Requirement>
Retype each line of the entries below without changing anything.

Data entries>
● ● ●

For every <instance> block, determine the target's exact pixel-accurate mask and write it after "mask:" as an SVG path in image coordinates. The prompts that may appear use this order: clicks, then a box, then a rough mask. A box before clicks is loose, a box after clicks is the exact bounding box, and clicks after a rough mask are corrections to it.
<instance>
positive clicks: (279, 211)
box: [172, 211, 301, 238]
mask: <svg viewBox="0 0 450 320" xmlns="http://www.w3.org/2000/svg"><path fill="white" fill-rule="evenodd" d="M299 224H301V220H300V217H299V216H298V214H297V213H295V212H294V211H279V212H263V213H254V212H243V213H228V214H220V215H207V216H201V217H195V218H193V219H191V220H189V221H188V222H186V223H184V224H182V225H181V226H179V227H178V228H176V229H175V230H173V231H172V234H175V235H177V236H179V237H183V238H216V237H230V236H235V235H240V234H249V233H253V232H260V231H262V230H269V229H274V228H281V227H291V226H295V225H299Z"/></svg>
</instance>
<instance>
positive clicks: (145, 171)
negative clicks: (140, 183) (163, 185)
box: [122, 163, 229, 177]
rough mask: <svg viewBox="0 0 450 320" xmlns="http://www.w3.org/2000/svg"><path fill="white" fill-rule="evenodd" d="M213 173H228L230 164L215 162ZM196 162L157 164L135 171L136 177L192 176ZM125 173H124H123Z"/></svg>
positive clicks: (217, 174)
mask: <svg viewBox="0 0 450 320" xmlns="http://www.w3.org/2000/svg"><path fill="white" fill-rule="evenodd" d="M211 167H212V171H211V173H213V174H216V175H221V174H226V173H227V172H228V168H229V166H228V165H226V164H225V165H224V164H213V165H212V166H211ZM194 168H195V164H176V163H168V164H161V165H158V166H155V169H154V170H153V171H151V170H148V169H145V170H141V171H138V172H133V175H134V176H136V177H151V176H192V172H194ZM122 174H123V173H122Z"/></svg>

● ● ●

Answer section>
For every <instance> block, determine the target's exact pixel-accurate mask and write it after "mask:" as an SVG path in image coordinates. The prompts that may appear use this order: clicks, then a box, then a rough mask. A box before clicks is loose, a box after clicks is the exact bounding box, and clicks after a rough mask are corrections to it.
<instance>
positive clicks: (279, 211)
box: [172, 211, 301, 238]
mask: <svg viewBox="0 0 450 320" xmlns="http://www.w3.org/2000/svg"><path fill="white" fill-rule="evenodd" d="M299 224H301V220H300V217H299V216H298V214H297V213H295V212H294V211H279V212H263V213H254V212H243V213H228V214H220V215H207V216H201V217H195V218H193V219H191V220H189V221H188V222H186V223H184V224H182V225H181V226H179V227H178V228H176V229H175V230H173V231H172V234H175V235H177V236H179V237H183V238H216V237H230V236H235V235H240V234H249V233H253V232H260V231H262V230H269V229H274V228H281V227H291V226H295V225H299Z"/></svg>
</instance>
<instance>
positive clicks: (145, 171)
negative clicks: (140, 183) (163, 185)
box: [122, 163, 229, 177]
rough mask: <svg viewBox="0 0 450 320" xmlns="http://www.w3.org/2000/svg"><path fill="white" fill-rule="evenodd" d="M213 173H228L230 164L215 162ZM196 162L157 164L135 171L136 177L192 176ZM125 173H124H123Z"/></svg>
positive clicks: (217, 174)
mask: <svg viewBox="0 0 450 320" xmlns="http://www.w3.org/2000/svg"><path fill="white" fill-rule="evenodd" d="M211 167H212V171H211V173H213V174H216V175H221V174H226V173H227V172H228V168H229V166H228V165H226V164H225V165H224V164H213V165H212V166H211ZM194 168H195V164H176V163H168V164H161V165H158V166H155V169H154V170H153V171H151V170H148V169H145V170H141V171H138V172H133V175H134V176H136V177H151V176H192V172H194ZM122 174H123V173H122Z"/></svg>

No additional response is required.